[Opening SUPPLIED MATERIAL section]

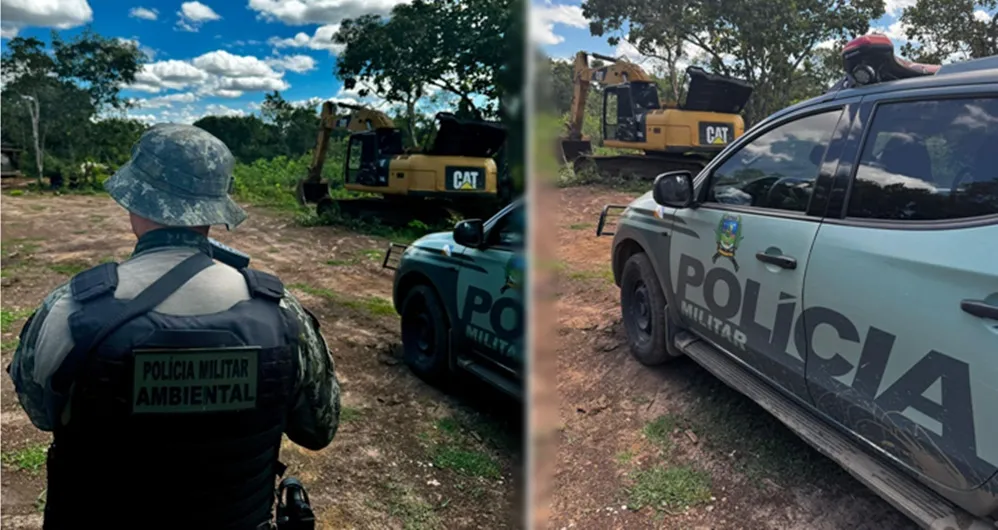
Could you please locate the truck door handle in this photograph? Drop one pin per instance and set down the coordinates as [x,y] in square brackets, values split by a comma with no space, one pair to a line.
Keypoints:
[980,309]
[785,262]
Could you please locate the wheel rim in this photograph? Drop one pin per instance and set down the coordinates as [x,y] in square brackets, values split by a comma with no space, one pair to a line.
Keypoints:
[638,318]
[419,329]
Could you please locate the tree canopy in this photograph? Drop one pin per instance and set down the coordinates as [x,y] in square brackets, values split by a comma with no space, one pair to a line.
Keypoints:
[770,44]
[945,29]
[455,46]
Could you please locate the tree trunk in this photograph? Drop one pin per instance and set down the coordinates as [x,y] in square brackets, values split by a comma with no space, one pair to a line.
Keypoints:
[34,111]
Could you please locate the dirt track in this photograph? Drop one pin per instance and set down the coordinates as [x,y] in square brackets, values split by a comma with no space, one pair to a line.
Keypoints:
[406,455]
[674,439]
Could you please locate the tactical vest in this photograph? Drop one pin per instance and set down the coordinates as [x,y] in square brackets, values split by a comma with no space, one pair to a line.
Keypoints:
[174,421]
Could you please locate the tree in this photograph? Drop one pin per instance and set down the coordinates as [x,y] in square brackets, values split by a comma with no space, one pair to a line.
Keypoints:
[457,46]
[51,98]
[763,41]
[950,29]
[297,125]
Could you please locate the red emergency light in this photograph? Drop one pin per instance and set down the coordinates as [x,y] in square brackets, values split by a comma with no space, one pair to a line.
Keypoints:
[870,59]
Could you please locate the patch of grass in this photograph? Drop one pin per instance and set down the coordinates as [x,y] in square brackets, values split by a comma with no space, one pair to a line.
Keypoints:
[350,414]
[414,511]
[9,317]
[372,305]
[449,425]
[467,462]
[605,275]
[29,459]
[69,268]
[669,488]
[659,430]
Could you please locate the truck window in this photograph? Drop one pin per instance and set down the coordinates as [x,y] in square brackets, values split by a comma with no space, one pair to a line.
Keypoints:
[777,170]
[929,161]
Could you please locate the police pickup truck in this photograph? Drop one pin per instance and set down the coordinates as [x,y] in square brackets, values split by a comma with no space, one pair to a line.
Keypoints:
[460,296]
[838,264]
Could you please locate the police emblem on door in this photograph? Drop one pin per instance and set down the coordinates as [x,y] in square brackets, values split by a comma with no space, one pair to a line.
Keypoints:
[465,178]
[718,134]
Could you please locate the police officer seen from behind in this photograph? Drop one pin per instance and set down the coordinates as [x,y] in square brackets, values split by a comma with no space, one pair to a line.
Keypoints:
[168,379]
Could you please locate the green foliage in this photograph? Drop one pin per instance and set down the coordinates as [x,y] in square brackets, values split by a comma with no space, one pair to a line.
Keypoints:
[51,95]
[457,46]
[672,487]
[764,42]
[30,458]
[946,28]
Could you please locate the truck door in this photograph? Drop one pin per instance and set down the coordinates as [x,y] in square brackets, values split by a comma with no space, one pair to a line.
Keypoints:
[902,288]
[491,313]
[738,260]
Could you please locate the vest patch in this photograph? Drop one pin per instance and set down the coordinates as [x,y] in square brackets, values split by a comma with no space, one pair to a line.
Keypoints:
[194,380]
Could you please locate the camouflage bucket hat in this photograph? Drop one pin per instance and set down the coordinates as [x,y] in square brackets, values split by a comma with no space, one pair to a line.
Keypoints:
[179,175]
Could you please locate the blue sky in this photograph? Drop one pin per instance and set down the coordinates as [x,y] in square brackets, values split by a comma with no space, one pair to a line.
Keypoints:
[210,57]
[560,30]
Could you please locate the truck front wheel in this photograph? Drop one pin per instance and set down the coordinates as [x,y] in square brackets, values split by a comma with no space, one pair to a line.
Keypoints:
[643,308]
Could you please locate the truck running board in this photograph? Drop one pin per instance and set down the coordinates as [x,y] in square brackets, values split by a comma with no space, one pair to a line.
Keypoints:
[491,376]
[904,493]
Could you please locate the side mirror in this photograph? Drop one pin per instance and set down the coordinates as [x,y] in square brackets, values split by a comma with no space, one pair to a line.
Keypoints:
[469,233]
[674,189]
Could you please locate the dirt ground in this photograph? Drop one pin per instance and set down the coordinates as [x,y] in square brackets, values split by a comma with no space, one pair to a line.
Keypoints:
[671,447]
[406,456]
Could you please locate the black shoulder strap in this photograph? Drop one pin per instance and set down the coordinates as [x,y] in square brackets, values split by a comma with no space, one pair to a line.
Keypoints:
[146,301]
[94,282]
[263,285]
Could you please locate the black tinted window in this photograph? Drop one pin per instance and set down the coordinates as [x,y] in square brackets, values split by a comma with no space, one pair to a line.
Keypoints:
[929,160]
[778,169]
[510,229]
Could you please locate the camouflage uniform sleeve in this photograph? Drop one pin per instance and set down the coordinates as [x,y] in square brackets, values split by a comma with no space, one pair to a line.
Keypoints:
[315,413]
[36,358]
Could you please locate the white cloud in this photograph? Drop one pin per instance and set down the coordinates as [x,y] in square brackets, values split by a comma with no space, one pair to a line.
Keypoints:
[225,64]
[171,74]
[322,39]
[295,63]
[143,13]
[59,14]
[166,101]
[193,14]
[544,19]
[302,12]
[895,7]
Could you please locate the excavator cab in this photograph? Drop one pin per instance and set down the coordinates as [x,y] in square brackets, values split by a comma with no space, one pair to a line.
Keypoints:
[369,156]
[624,110]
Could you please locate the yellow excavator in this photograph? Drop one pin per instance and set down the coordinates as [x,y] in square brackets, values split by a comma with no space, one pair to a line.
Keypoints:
[672,136]
[456,171]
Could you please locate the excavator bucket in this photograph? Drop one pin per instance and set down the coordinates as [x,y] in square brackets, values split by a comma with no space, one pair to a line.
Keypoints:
[310,192]
[569,150]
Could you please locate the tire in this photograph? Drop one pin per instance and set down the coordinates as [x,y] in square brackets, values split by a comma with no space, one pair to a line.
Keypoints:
[643,308]
[424,334]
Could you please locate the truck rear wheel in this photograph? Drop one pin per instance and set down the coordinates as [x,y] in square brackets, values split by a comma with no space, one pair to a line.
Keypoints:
[424,334]
[643,308]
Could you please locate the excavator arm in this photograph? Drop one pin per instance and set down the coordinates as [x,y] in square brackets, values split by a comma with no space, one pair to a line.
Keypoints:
[311,188]
[617,71]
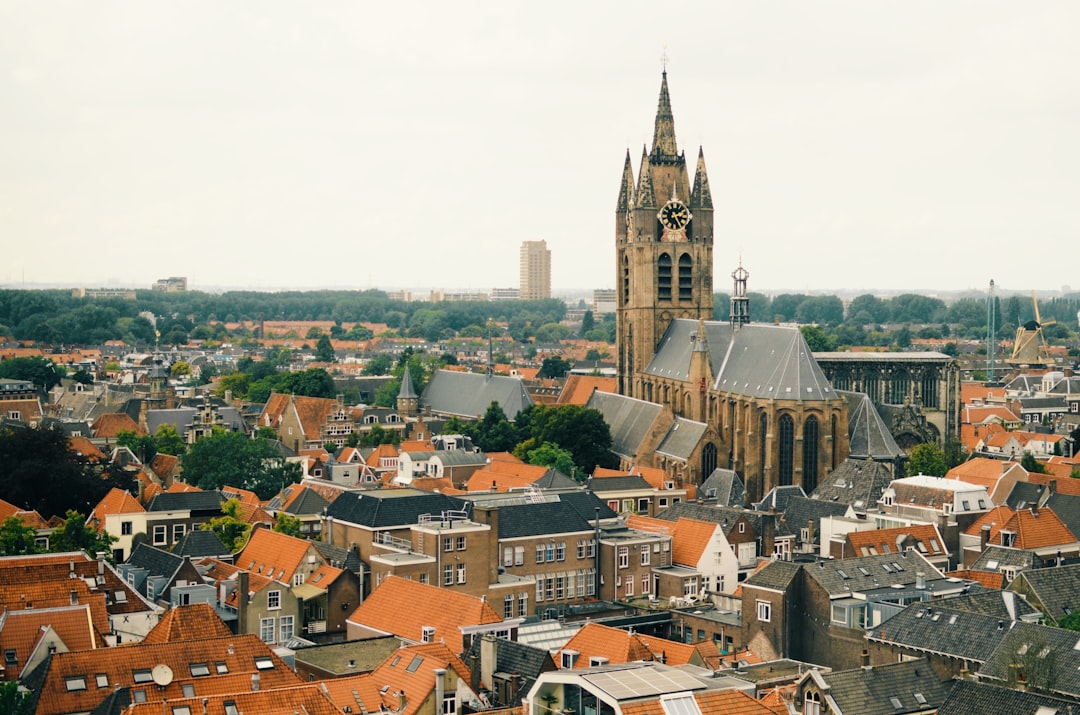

[Closing SUPPLIED MATERIAL section]

ACTION ITEM: Write only the number of lines above that contain "excavator".

YOUR SOLUTION: 4